= Excerpt provided =
A System and Method for Generating an Audio Signal Representing the Speech of a User

PublishedNovember 7, 2017

Assigneenot available in USPTO data we have

InventorsPatrick Kechichian Wilhelmus Andreas Martinus Arnoldus Maria Van Den Dungen

Technical Abstract

Patent Claims

15 claims

Legal claims defining the scope of protection. Each claim is shown in both the original legal language and a plain English translation.

Claim 1

Original Legal Text

1. A method of generating a signal representing the speech of a user, the method comprising: obtaining a first audio signal representing the speech of the user using a sensor in contact with the user; obtaining a second audio signal using an air conduction sensor, the second audio signal representing the speech of the user and including noise from the environment around the user; detecting periods of speech in the first audio signal; applying a speech enhancement algorithm to the second audio signal to reduce the noise in the second audio signal, the speech enhancement algorithm using the detected periods of speech in the first audio signal; equalizing the first audio signal using the noise-reduced second audio signal to produce an output audio signal representing the speech of the user, the equalizing includes performing linear prediction analysis on both the first audio signal and the noise-reduced second audio signal to construct an equalization filter, wherein the performing linear prediction analysis further includes: (i) estimating linear prediction coefficients for both the first audio signal and the noise-reduced second audio signal; (ii) using the linear prediction coefficients for the first audio signal to produce an excitation signal for the first audio signal; (iii) using the linear prediction coefficients for the noise-reduced second audio signal to construct a frequency domain envelope; and (iv) equalizing the excitation signal for the first audio signal using the frequency domain envelope.

Plain English Translation

A method for generating a clean speech signal involves using two microphones. One microphone is a contact sensor (touching the user's body) that captures a first speech signal. The other is a standard air microphone capturing a second speech signal, which also contains environmental noise. The system detects speech periods in the first (contact) signal. Then, it uses a speech enhancement algorithm on the second (air) signal to reduce noise, utilizing the speech period information from the contact microphone. Finally, it equalizes the first signal using the noise-reduced second signal. The equalization process involves linear prediction analysis on both signals to create an equalization filter. This analysis includes estimating linear prediction coefficients, generating an excitation signal from the contact microphone's coefficients, constructing a frequency domain envelope from the air microphone's coefficients, and equalizing the contact microphone's excitation signal using this envelope.

Claim 2

Original Legal Text

2. The method as claimed in claim 1 , wherein detecting periods of speech in the first audio signal comprises detecting parts of the first audio signal where the amplitude of the audio signal is above a threshold value.

= Material provided =
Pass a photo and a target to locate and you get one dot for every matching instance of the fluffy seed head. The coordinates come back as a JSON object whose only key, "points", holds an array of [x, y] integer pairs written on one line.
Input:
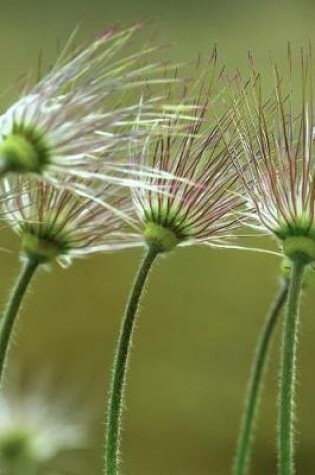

= Tasks to perform =
A - Write out the speech-signal patent text word for word, starting with "Patent Claims" and going on through "plain English translation.".
B - Extend the patent text on generating a user's speech signal from two audio sensors, beginning right after its final sentence.

= Answers in order =
A -
Patent Claims

15 claims

Legal claims defining the scope of protection. Each claim is shown in both the original legal language and a plain English translation.

B -
Plain English Translation

In the method described above, detecting speech periods in the contact microphone signal is done by identifying sections where the audio signal's amplitude exceeds a specified threshold value. Essentially, if the sound is loud enough, it's considered speech.

Claim 3

Original Legal Text

3. The method as claimed in claim 1 , wherein applying a speech enhancement algorithm comprises applying spectral processing to the second audio signal.

Plain English Translation

In the method described above, applying a speech enhancement algorithm to the air microphone signal involves applying spectral processing techniques. This means modifying the signal's frequency components to reduce noise.

Claim 4

Original Legal Text

4. The method as claimed in claim 1 , wherein applying a speech enhancement algorithm to reduce the noise in the second audio signal comprises using the detected periods of speech in the first audio signal to estimate the noise floors in the spectral domain of the second audio signal.

Plain English Translation

In the method described above, reducing noise in the air microphone signal involves using the speech periods detected in the contact microphone signal to estimate noise floors in the air microphone signal's frequency spectrum. This allows the system to differentiate between actual speech and background noise in the air microphone signal.

Claim 5

Original Legal Text

5. The method as claimed in claim 1 , wherein equalizing the first audio signal comprises (i) using long-term spectral methods to construct an equalization filter, or (ii) using the first audio signal as an input to an adaptive filter that minimizes the mean-square error between the filter output and the noise-reduced second audio signal.

Plain English Translation

In the method described above, equalizing the contact microphone signal involves either constructing an equalization filter using long-term spectral methods, or using the contact microphone signal as input to an adaptive filter. This adaptive filter minimizes the mean-square error between its output and the noise-reduced air microphone signal, effectively making the contact microphone signal sound more like the clean air microphone signal.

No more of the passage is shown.